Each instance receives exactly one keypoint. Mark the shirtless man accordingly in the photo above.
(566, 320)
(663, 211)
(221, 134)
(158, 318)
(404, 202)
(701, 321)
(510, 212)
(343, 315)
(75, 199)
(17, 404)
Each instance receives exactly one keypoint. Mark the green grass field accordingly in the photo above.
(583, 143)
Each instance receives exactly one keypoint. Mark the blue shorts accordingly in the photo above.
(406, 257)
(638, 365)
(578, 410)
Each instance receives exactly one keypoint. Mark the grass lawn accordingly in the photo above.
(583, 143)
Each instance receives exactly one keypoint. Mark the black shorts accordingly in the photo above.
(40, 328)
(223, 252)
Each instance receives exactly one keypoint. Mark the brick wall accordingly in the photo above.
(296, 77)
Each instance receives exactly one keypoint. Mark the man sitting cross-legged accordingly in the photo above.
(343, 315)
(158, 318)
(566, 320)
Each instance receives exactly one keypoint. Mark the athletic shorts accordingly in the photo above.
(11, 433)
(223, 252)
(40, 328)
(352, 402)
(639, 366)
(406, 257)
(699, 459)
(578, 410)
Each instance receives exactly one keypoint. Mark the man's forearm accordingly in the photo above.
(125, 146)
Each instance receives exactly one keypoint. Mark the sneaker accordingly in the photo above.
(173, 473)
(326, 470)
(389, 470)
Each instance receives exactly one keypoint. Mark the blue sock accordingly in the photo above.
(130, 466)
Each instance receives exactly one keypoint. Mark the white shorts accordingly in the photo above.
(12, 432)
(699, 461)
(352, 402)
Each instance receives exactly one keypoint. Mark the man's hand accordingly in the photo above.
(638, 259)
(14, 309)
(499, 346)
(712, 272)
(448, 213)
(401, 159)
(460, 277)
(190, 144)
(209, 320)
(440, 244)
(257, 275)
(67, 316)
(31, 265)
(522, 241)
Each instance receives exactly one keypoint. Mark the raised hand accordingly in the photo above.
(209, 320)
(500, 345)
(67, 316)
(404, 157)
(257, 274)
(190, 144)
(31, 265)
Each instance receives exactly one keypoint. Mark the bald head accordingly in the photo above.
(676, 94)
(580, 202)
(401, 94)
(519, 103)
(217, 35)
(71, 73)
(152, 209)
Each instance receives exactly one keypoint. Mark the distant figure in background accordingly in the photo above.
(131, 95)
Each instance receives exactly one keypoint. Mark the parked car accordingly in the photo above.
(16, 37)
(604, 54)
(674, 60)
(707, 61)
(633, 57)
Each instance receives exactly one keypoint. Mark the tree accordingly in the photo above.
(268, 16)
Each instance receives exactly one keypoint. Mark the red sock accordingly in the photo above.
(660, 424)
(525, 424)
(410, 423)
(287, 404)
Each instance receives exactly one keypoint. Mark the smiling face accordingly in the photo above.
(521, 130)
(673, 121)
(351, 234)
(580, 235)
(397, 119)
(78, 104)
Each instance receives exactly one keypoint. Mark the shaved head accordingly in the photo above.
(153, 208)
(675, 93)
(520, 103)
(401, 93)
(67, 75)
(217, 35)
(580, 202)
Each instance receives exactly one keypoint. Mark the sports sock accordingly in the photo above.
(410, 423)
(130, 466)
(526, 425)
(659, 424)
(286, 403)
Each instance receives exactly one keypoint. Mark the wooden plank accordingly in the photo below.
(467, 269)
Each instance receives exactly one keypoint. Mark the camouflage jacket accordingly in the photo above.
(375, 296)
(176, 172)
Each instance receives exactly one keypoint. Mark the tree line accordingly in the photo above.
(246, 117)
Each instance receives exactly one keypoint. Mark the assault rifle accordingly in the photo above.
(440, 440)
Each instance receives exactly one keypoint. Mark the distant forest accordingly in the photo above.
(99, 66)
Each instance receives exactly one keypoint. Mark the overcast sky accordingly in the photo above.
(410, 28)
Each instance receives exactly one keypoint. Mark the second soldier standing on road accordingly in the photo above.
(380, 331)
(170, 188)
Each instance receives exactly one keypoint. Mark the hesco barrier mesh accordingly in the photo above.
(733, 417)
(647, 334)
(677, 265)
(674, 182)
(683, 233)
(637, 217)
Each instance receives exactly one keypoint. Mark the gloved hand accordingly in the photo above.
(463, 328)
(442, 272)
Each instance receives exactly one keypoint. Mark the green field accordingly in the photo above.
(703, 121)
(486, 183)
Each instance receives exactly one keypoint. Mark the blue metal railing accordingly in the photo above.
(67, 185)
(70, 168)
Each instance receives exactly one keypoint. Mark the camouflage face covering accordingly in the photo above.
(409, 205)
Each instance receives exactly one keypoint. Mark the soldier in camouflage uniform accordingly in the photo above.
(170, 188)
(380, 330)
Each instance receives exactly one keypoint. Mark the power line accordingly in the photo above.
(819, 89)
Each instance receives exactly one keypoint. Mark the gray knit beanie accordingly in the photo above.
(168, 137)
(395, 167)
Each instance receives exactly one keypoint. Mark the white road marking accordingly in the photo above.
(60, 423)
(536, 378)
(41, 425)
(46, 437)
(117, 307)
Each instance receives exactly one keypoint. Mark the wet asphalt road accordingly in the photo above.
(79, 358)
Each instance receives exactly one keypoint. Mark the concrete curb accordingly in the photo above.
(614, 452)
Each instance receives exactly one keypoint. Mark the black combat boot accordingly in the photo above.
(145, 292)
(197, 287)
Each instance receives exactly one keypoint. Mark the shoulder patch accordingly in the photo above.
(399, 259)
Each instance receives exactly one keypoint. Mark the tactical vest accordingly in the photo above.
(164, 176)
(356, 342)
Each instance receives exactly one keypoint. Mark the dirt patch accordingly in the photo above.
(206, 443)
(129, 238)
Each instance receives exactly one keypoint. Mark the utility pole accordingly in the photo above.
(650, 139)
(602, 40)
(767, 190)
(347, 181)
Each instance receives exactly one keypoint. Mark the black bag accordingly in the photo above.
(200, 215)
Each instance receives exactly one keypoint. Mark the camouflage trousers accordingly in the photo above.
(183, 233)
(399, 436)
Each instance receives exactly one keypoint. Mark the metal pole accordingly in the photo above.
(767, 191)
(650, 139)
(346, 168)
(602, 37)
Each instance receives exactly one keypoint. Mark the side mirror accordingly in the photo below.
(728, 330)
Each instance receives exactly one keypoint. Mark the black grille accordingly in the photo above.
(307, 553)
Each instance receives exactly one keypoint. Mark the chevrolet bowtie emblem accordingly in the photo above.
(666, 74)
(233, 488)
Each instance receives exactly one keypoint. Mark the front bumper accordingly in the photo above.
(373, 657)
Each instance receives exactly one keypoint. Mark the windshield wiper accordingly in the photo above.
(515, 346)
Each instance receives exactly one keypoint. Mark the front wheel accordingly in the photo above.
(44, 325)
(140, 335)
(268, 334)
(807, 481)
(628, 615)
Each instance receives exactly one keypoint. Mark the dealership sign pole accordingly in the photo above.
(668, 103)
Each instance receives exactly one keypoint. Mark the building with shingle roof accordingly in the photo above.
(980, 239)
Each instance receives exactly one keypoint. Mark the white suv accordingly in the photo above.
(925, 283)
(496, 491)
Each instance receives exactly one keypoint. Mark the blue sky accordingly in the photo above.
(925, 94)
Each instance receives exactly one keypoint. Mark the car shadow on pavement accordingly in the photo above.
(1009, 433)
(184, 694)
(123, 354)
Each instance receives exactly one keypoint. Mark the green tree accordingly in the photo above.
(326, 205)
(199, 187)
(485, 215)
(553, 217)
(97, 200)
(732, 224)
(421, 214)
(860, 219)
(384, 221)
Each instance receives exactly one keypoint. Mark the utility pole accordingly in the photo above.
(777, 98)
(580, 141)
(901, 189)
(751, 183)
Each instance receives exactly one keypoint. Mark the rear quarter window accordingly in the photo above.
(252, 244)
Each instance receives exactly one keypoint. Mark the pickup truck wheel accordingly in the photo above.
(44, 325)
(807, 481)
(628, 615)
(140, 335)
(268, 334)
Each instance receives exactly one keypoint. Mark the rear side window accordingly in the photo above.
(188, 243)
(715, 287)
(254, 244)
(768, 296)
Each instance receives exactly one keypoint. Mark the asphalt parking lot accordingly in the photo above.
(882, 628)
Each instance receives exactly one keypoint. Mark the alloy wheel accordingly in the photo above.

• TASK OBJECTIVE: Lines from the one containing "Each instance receives exactly one keypoint. Mark the car" through the last line of the listing are to be restated word for word; no other line may appear.

• SOLUTION:
Each instance receives exactly one keypoint. Mark the car shadow on pavement accordingly in the photo above.
(1009, 433)
(184, 694)
(123, 354)
Each instance receives exactly one keypoint. Mark the green tree accordingly in the photo above.
(326, 205)
(199, 187)
(485, 215)
(553, 217)
(97, 200)
(732, 224)
(421, 214)
(860, 219)
(384, 221)
Each instance receives exactly one keypoint. Mark the utility pole accordingly in the photo above.
(777, 98)
(580, 141)
(901, 189)
(751, 183)
Each instance receives exactly one keypoint. Mark the rear quarter window accordingly in the photo above.
(252, 244)
Each instance receives exactly one keypoint. Mark the pickup truck wheel accordingly in the photo above.
(44, 325)
(807, 481)
(628, 615)
(140, 335)
(268, 334)
Each instance receives exactly one keypoint. Mark the rear side window accordingly in the photo above.
(188, 243)
(715, 287)
(254, 244)
(768, 296)
Each instance receives exactly one keypoint. Mark the asphalt parking lot accordingly in the photo above.
(882, 628)
Each instance receives exactly one keypoint. Mark the alloy wheel accordingly in the photo above.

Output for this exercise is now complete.